• _TASK PROMPT_: Your answer consists of the lines in the data that contain "building". Copy each of them.

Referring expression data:
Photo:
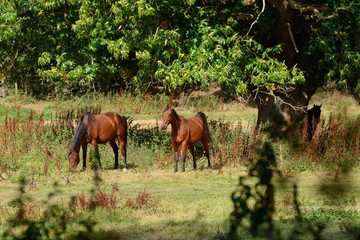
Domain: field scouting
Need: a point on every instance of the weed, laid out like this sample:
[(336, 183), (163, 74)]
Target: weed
[(143, 200)]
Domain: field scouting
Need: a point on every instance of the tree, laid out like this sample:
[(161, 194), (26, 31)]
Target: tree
[(280, 51)]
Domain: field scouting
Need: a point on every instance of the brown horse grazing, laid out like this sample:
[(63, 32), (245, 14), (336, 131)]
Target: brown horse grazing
[(312, 119), (186, 132), (99, 129)]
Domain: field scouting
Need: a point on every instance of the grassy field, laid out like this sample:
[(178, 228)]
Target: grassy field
[(149, 201), (191, 205)]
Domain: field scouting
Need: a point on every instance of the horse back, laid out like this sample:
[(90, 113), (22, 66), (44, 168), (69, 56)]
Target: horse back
[(105, 127), (196, 128)]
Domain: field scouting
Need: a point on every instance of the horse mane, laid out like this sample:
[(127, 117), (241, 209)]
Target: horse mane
[(173, 111), (80, 133), (203, 117)]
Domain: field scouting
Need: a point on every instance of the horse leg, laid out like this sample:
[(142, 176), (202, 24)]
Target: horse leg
[(122, 144), (97, 155), (176, 156), (207, 154), (116, 153), (183, 155), (84, 147), (192, 150)]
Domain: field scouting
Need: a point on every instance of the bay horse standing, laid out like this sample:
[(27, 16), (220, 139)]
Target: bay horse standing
[(186, 132), (312, 119), (99, 129)]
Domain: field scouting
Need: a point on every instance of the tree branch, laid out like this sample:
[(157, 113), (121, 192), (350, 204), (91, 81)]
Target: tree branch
[(257, 19)]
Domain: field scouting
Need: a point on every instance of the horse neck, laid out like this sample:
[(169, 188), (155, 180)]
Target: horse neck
[(80, 134), (175, 126)]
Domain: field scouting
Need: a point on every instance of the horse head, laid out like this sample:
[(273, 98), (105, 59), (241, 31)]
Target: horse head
[(73, 160), (167, 116)]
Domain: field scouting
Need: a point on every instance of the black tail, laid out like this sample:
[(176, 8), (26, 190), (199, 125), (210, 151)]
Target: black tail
[(80, 133), (126, 128), (203, 117)]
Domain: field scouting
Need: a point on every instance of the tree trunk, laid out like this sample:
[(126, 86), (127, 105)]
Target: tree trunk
[(291, 30)]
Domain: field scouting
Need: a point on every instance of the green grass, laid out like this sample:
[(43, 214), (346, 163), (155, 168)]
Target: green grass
[(188, 205)]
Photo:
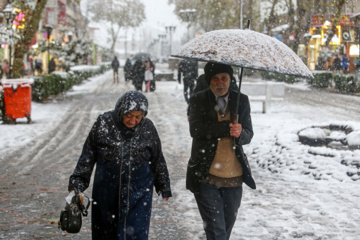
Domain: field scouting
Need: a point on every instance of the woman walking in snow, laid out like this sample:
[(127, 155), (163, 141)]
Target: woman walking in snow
[(126, 149)]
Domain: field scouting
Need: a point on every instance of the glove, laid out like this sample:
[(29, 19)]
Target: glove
[(79, 199)]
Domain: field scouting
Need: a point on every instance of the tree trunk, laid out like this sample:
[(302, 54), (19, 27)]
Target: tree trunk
[(21, 46), (338, 6)]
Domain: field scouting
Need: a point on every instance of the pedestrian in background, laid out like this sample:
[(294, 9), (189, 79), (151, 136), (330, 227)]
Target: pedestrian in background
[(336, 64), (52, 65), (38, 65), (138, 74), (149, 75), (5, 67), (345, 63), (218, 166), (189, 69), (126, 148), (127, 70), (115, 66)]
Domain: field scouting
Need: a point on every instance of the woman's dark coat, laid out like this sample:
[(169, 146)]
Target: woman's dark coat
[(205, 129), (129, 162)]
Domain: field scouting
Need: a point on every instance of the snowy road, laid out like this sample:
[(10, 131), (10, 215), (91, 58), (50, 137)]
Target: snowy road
[(286, 205)]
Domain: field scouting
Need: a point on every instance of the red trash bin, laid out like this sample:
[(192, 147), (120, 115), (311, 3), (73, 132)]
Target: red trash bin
[(17, 98)]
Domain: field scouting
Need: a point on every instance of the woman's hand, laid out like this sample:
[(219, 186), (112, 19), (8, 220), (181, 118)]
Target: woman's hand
[(235, 129)]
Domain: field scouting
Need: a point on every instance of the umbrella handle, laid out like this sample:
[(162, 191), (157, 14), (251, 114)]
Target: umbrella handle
[(235, 118)]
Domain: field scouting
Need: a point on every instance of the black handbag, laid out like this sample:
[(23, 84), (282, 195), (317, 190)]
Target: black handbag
[(71, 217)]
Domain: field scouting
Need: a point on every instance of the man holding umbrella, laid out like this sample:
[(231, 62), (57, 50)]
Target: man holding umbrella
[(218, 166)]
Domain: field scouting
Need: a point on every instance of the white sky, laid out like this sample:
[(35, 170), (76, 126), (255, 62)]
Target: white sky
[(158, 15)]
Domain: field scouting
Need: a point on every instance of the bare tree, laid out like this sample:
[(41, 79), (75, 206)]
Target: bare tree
[(212, 15), (26, 34), (338, 5)]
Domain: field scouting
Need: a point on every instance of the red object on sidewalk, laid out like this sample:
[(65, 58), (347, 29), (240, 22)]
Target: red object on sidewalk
[(17, 97)]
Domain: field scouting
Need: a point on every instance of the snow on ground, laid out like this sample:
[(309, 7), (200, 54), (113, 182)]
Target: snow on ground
[(299, 194)]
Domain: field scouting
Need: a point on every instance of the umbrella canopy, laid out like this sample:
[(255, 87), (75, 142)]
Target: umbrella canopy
[(245, 48), (142, 56)]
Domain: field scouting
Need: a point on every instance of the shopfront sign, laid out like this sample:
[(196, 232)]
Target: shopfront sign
[(319, 20)]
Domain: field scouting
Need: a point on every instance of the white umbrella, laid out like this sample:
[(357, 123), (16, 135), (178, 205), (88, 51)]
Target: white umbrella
[(247, 49)]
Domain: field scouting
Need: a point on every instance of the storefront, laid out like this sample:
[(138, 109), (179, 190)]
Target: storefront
[(343, 41)]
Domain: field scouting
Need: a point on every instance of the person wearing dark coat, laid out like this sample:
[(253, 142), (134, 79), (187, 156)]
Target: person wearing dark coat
[(189, 69), (149, 66), (115, 66), (52, 65), (138, 74), (125, 146), (218, 166), (201, 84), (127, 70)]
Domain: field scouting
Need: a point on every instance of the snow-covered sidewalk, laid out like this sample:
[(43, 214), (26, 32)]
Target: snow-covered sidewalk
[(299, 195)]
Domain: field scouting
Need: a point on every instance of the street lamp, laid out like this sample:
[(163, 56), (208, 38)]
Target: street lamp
[(10, 17), (188, 15), (48, 33), (161, 37), (170, 29)]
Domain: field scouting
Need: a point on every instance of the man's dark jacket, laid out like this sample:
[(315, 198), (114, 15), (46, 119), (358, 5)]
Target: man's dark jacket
[(206, 130)]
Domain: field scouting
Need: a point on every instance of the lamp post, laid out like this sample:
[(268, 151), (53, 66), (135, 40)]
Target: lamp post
[(170, 29), (48, 33), (161, 38), (10, 17), (188, 15)]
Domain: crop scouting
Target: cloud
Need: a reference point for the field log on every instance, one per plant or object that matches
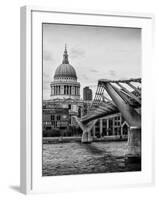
(47, 56)
(77, 53)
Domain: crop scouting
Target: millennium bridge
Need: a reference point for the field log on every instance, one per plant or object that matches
(121, 96)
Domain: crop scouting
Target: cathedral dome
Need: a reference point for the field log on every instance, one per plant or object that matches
(65, 70)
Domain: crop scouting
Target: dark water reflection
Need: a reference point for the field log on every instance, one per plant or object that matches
(78, 158)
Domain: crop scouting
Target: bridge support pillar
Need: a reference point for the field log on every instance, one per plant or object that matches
(134, 145)
(86, 137)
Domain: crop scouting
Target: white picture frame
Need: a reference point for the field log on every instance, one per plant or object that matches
(31, 118)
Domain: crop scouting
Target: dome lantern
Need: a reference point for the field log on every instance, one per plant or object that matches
(65, 57)
(65, 83)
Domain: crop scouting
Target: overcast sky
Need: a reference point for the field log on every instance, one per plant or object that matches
(94, 52)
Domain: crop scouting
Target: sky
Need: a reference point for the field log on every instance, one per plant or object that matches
(95, 53)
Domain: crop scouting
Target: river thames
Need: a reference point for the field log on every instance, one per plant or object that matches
(78, 158)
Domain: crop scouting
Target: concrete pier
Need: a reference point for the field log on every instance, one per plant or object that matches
(134, 145)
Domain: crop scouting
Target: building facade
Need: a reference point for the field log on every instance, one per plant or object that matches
(65, 103)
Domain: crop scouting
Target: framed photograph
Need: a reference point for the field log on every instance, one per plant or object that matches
(86, 100)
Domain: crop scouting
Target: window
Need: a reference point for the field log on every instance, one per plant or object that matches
(52, 117)
(58, 117)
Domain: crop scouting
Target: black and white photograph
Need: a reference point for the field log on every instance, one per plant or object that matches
(91, 99)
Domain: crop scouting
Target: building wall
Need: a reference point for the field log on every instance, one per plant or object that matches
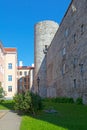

• _SOLUTION_:
Target: building facade
Target: building wall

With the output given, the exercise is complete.